_The problem_: Reproduce the listing below, swapping "Point out" for "Locate" at every occurrence and leaving all other text unchanged.

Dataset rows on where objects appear

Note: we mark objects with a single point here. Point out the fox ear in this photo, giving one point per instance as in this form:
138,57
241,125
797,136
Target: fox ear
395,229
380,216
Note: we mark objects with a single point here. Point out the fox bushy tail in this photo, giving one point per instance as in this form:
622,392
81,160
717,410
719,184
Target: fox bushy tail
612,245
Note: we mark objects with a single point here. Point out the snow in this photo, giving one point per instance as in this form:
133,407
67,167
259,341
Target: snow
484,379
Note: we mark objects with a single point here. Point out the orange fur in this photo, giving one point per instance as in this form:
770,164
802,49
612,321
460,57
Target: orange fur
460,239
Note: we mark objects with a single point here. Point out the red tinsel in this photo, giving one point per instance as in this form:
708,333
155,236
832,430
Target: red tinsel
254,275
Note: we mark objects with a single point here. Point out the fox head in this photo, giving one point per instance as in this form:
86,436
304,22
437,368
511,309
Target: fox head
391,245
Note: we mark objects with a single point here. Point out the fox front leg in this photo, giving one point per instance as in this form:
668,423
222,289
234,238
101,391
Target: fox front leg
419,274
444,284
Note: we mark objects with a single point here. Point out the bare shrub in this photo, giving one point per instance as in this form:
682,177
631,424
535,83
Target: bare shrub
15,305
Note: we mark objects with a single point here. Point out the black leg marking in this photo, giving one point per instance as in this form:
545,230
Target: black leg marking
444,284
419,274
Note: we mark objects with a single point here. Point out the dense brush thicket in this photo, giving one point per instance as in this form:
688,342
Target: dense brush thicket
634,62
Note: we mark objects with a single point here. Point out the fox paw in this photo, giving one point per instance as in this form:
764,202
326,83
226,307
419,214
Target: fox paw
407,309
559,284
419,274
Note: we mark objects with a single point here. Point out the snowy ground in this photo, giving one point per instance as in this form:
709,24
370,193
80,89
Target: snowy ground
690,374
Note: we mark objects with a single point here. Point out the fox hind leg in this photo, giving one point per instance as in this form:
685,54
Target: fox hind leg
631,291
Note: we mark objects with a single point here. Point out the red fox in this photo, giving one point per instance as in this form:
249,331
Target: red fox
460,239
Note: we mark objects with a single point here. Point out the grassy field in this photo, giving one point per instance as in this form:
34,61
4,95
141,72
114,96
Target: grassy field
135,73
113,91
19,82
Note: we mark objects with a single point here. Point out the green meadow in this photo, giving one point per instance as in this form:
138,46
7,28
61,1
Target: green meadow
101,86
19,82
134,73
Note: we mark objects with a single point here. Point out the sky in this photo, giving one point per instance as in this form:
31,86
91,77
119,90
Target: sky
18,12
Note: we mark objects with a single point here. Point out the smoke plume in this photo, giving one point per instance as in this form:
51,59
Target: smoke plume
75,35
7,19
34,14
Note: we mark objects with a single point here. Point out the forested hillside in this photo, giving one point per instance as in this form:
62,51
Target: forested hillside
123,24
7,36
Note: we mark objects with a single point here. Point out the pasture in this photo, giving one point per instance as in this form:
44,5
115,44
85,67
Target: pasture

_Answer to this problem_:
Note: we mark objects with a single point here. Locate the fox ear in this photo, giving one point per instance as in this form:
138,57
241,125
797,136
Target: fox ear
395,229
380,216
Note: we mark objects with a single point here. Locate the fox bushy tail in this photo, giving one point per instance as in this form:
622,392
81,160
717,410
719,184
Target: fox bushy tail
612,245
Note: we mark objects with a single point here. Locate the snow in this photo, giving one point per instance as in this form:
133,407
67,167
259,341
Target: snow
484,379
Note: we mark objects with a single point here. Locate the orange fur in this photo, giving one point per instance as in this form:
770,164
802,49
612,321
460,57
Target: orange fur
460,239
Note: we mark objects with a single point here. Locate the red tinsel in this photo, giving one point per instance as in this form:
708,333
155,236
832,430
Target: red tinsel
254,275
Note: we mark objects with a single point here. Locate the fox head in this photo, giving one point per instance as in this form:
86,436
304,22
437,368
511,309
Target: fox head
391,245
Note: we mark objects with a single point here. Locate the fox front leg in this photo, giving one point per instance as in this form:
668,423
222,289
234,238
101,391
Target: fox front leg
419,274
444,284
Note: we mark objects with a single point here. Locate the bare shrub in this photo, giving one point per instance as in this form:
682,177
631,424
535,83
Target: bare shrub
15,305
Note: we mark objects with a single point here. Locate the black leg marking in this photo, giving one point per instance as in this form:
545,230
Target: black leg marking
444,284
419,274
Note: we mark objects with a single point here. Locate the dense brush thicket in this photo, giving one point per instance as in this form:
688,342
Target: dense brush thicket
634,62
Note: we mark objects with a single point here. Locate the fox paw in this photo, giving one point per instance as in this form:
764,202
326,83
226,307
419,214
Target: fox paw
407,309
559,284
419,274
Note: we mark objects with a single point here. Locate the snowy ground in this photo, giving one point per instance as in this form:
709,24
370,193
80,89
Target: snowy ground
690,374
Note: we mark objects with a single point here. Locate the fox hind leg in this photo, giving one point per instance as in this form:
685,54
Target: fox hind leg
631,291
Note: we mark objects with a single point here. Locate the red fox in this photo, giving one point per instance as in this form:
249,331
Target: red fox
460,239
Note: we mark objects with a single point here. Locate the grassy field in this photo, giving one point per instance as in this form:
34,61
4,95
141,72
114,96
Target: grassy field
135,73
113,91
19,82
Note: we mark objects with a single point here. Locate the green meadow in this photo, giving one point per instance as in this form:
138,46
7,28
61,1
Target: green meadow
101,86
19,82
134,73
Note: we mark objects with a single point here. Locate the sky in this photo, giving one point per instance as in this form:
31,86
91,77
119,90
Target: sky
18,12
Note: we mark objects with a single point here. Locate the smoke plume in this photo, giving one point per instance as in this form:
51,59
Target: smoke plume
75,35
7,19
34,14
Note: we mark objects with a single point here. Locate the forested hillside in this photo, giving one point per instance as in this form:
62,51
Target: forested hillside
123,24
7,36
Note: we mark objects with a single point here. Locate the pasture in this photo, giving one point per instance as in this form:
44,5
115,44
85,67
Target: pasture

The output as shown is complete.